### Task
Nothing but the lines from the one with "Identify each instance of the wooden" to the final line should be returned, each exactly as it appears.

>> START Excerpted data

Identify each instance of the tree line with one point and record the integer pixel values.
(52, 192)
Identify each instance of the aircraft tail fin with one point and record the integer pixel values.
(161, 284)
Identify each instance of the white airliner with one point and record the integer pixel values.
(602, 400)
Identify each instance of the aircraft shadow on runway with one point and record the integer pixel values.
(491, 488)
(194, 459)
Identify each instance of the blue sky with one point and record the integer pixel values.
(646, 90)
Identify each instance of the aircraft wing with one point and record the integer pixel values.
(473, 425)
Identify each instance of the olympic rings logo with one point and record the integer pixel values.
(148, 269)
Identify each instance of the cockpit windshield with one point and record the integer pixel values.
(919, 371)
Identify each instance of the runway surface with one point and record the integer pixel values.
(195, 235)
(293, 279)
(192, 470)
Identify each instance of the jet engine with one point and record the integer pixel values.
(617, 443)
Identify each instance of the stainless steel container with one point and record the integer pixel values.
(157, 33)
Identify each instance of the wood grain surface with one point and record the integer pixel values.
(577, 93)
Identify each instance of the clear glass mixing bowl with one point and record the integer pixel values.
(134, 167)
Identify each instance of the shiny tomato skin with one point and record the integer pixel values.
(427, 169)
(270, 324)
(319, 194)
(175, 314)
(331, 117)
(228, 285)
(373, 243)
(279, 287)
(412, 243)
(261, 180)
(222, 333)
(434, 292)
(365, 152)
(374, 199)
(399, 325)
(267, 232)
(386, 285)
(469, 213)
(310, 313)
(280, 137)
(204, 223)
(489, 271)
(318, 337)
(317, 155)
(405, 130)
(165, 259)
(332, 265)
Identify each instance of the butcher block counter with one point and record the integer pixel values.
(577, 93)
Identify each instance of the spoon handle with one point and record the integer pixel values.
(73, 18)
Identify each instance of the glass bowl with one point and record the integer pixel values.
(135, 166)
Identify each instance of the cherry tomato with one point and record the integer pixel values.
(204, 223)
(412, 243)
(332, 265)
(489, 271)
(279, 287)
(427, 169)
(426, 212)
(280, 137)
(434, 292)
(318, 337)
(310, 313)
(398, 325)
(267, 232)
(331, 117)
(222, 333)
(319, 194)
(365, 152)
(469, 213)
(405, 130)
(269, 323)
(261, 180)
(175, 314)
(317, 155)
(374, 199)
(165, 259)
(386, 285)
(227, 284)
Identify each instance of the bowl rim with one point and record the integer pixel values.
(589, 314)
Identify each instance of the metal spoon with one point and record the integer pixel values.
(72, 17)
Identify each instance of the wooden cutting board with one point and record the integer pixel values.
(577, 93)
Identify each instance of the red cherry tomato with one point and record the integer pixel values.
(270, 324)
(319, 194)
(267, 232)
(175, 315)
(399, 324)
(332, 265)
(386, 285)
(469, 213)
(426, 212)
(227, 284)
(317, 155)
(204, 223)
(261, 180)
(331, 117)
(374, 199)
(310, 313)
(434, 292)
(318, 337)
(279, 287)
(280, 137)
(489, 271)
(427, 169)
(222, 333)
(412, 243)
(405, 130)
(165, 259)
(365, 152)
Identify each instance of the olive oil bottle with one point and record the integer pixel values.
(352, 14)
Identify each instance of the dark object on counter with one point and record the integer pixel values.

>> END Excerpted data

### Written answer
Identify each instance of the wooden cutting board with one point and record the integer pixel values.
(577, 93)
Identify each instance of the red cherry tomato with one point and record the integer pixel values.
(270, 324)
(319, 194)
(267, 232)
(175, 315)
(399, 324)
(332, 265)
(386, 285)
(469, 213)
(426, 212)
(227, 284)
(317, 155)
(204, 223)
(261, 180)
(331, 117)
(374, 199)
(310, 313)
(434, 292)
(318, 337)
(279, 287)
(280, 137)
(489, 271)
(427, 169)
(222, 333)
(412, 243)
(405, 130)
(165, 259)
(365, 152)
Identify each instance of the olive oil bottle with one point and record the integer pixel values.
(352, 14)
Identify each instance of the dark object on counter with one point and record the integer pixel values.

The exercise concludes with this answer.